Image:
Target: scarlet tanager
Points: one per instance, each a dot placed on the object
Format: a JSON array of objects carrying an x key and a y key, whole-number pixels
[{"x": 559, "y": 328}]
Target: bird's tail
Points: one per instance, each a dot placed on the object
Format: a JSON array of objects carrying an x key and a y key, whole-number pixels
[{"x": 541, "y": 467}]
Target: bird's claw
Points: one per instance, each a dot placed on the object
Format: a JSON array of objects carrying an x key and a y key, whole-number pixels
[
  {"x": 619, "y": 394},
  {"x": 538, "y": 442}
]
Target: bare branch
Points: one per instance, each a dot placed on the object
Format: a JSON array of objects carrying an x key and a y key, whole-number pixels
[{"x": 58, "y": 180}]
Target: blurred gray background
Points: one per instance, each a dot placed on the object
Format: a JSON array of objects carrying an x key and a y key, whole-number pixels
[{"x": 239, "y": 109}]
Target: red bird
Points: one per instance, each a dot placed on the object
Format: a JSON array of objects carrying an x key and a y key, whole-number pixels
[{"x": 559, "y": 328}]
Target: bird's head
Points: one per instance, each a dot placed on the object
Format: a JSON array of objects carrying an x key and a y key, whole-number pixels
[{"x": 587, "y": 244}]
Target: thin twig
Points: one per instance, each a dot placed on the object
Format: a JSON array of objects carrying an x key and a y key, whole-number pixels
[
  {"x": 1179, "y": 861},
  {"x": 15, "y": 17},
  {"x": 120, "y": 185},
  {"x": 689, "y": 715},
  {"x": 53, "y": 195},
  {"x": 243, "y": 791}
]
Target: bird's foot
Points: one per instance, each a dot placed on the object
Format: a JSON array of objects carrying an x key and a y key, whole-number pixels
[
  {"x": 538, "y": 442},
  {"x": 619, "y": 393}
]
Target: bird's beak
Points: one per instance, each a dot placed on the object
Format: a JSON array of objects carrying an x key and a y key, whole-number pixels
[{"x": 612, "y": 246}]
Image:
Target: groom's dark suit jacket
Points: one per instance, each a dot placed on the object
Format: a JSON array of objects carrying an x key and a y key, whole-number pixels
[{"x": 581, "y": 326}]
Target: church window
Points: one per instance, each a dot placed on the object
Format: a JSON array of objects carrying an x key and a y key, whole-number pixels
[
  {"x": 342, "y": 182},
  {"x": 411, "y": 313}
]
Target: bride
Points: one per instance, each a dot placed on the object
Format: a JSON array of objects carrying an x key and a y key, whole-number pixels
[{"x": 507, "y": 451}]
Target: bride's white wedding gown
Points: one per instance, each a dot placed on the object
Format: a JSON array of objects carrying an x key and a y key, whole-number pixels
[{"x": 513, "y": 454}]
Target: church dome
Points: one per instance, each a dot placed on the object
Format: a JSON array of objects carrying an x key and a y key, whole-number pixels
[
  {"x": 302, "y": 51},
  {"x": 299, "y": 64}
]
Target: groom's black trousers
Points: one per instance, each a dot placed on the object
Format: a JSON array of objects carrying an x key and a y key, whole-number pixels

▶ _PROMPT_
Beginning with the first line above, transcribe all of the data exactly.

▶ _SOLUTION FOR THIS EXERCISE_
Image:
Target: scarlet tanager
Points: one per instance, each a dot placed on the object
Format: a JSON array of objects carrying an x key and a y key, whole-number pixels
[{"x": 559, "y": 328}]
Target: bird's tail
Points: one per instance, each a dot placed on the object
Format: a JSON array of objects carrying an x key and a y key, whole-number pixels
[{"x": 541, "y": 467}]
Target: bird's claw
Points: one per instance, each a dot placed on the object
Format: a JSON array of objects carrying an x key and a y key, whole-number pixels
[
  {"x": 619, "y": 394},
  {"x": 538, "y": 442}
]
Target: bare branch
Points: one per instance, each a dot placed on the object
Format: a JSON array of objects carrying an x key and a y key, whole-number pixels
[{"x": 58, "y": 180}]
Target: blurred gray background
Points: one per instance, each a dot placed on the object
Format: a JSON array of objects carrying an x key and a y key, whole-number pixels
[{"x": 239, "y": 109}]
Target: red bird
Points: one per instance, each a dot placed on the object
Format: a JSON array of objects carrying an x key and a y key, whole-number pixels
[{"x": 559, "y": 328}]
Target: bird's head
Points: one per instance, each a dot placed on the object
Format: a JSON array of objects carrying an x key and a y key, whole-number pixels
[{"x": 587, "y": 244}]
Target: thin twig
Points: one per instance, each a dot placed on the object
Format: a JSON array of objects carrying an x key and a y key, whole-number pixels
[
  {"x": 1179, "y": 861},
  {"x": 15, "y": 17},
  {"x": 120, "y": 185},
  {"x": 689, "y": 715},
  {"x": 53, "y": 195},
  {"x": 243, "y": 791}
]
Target: bird's foot
Points: one per instance, each a dot placed on the object
Format: a JSON array of objects carrying an x key and a y key, whole-number pixels
[
  {"x": 538, "y": 442},
  {"x": 619, "y": 393}
]
Target: bird's beak
Points: one per instance, each a dot placed on the object
Format: a JSON array of objects carrying an x key and a y key, whole-number pixels
[{"x": 612, "y": 246}]
Image:
Target: groom's dark suit jacket
Points: one per instance, each a dot placed on the object
Format: a JSON array of objects carrying an x key and a y key, whole-number pixels
[{"x": 581, "y": 326}]
Target: church window
Points: one per instance, each a dot placed on the object
Format: a JSON array of objects carrying an x key and a y key, whole-number pixels
[
  {"x": 342, "y": 182},
  {"x": 411, "y": 313}
]
Target: bride
Points: one per instance, each a dot placed on the object
Format: a JSON array of objects carrying an x key and a y key, whole-number pixels
[{"x": 507, "y": 451}]
Target: bride's white wedding gown
Points: one per instance, each a dot placed on the object
Format: a JSON array of objects carrying an x key and a y key, whole-number pixels
[{"x": 513, "y": 454}]
Target: church dome
Points: one per instance, each a dot placed on the object
Format: a JSON array of objects carrying an x key and a y key, whole-number pixels
[
  {"x": 302, "y": 51},
  {"x": 299, "y": 64}
]
Target: groom's black trousers
Points: one per instance, each a dot placed on the object
Format: a JSON array of objects carrying an x key and a y key, whole-number pixels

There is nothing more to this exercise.